Tus tareas:
• A. Contesta estas preguntas con datos del fragmento sobre el muro:
(i) ¿Qué se requiere siempre para una correcta interdicción de la arbitrariedad?
(ii) ¿En qué se basa el modelo que ha permitido obtener el bienestar y el progreso?
(iii) ¿De qué están barnizados los regímenes liberticidas que resurgen?
• B. Di si cada frase está de acuerdo con el fragmento sobre el muro y copia las palabras del texto que lo deciden:
(i) El poder tiende a excederse solo con ciertos gobernantes.
(ii) Se reconoce que el sistema basado en la libertad tiene fallas.
(iii) El debate público se ha vuelto más rico.
• C. Prosigue el fragmento sobre el muro a partir de donde termina.

Fragmento de página:
::::::
El ejercicio del poder, sea cual fuere el signo del gobernante de turno, siempre tiende a excederse y a lesionar derechos y libertades, lo cual implica, necesariamente, que, para una correcta interdicción de la arbitrariedad, se requerirán siempre de instituciones sólidas y confiables. Esas características, son, precisamente, la antítesis de la doctrina que levantó el muro.
Se ha estudiado y demostrado, sin desconocer las correcciones que se deben realizar y las fallas que el sistema tiene, que un modelo cuya base es la libertad económica y política es el que ha permitido obtener el bienestar y el progreso que sistemas opresores, como el que se derrumbó con el muro, mutilan. Sin embargo, en la actualidad, mediante convenientes matices y el empobrecimiento del debate público, el resurgimiento de doctrinas y regímenes liberticidas, hábilmente barnizados de buenismo, se desconoce, oculta o justifica aquello que pasó tras el Telón de Acero, minimiza la implosión del sistema de la hoz y el martillo, o sencillamente, lo reinventa y reinterpreta.
::::::
Entradas:
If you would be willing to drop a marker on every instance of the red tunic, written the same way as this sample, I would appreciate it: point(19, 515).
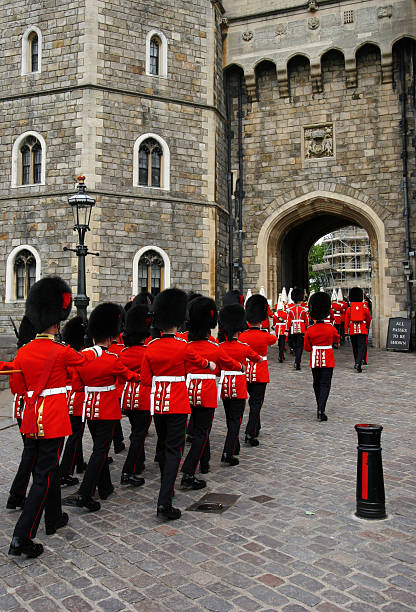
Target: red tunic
point(319, 339)
point(297, 320)
point(357, 327)
point(49, 416)
point(132, 357)
point(99, 381)
point(202, 388)
point(165, 363)
point(234, 383)
point(258, 340)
::::::
Respuestas del ejercicio:
• A.
(i) Instituciones sólidas y confiables.
(ii) En la libertad económica y política.
(iii) De buenismo.

• B.
(i) No: "sea cual fuere el signo del gobernante de turno, siempre tiende a excederse".
(ii) Sí: "sin desconocer las correcciones que se deben realizar y las fallas que el sistema tiene".
(iii) No: "el empobrecimiento del debate público".

• C.
De hecho, resulta más notorio que por estos días se haya conmemorado otro año de la muerte del tirano Fidel Castro, y se le dediquen toda clase de panegíricos al epítome de los ídolos de barro, aquel que sumió a Cuba al régimen dictatorial que padece desde hace décadas; y que, por el contrario, el derribo del Muro apenas haya producido reacciones y pocas menciones en Iberoamérica.
Claro está que más allá de los defectos que tiene el modelo que prevaleció tras la caída del Muro de Berlín, el ascenso de aquellas reivindicaciones que alientan el resurgimiento de tendencias fuertemente colectivistas es fruto del inconformismo, de las deficientes administraciones, de prácticas de corrupción generalizadas, de un paulatino debilitamiento de la institucionalidad democrática, de negligentes manejos económicos de gobiernos que, en realidad, practicaron lo que se le conoce como un capitalismo de amigos.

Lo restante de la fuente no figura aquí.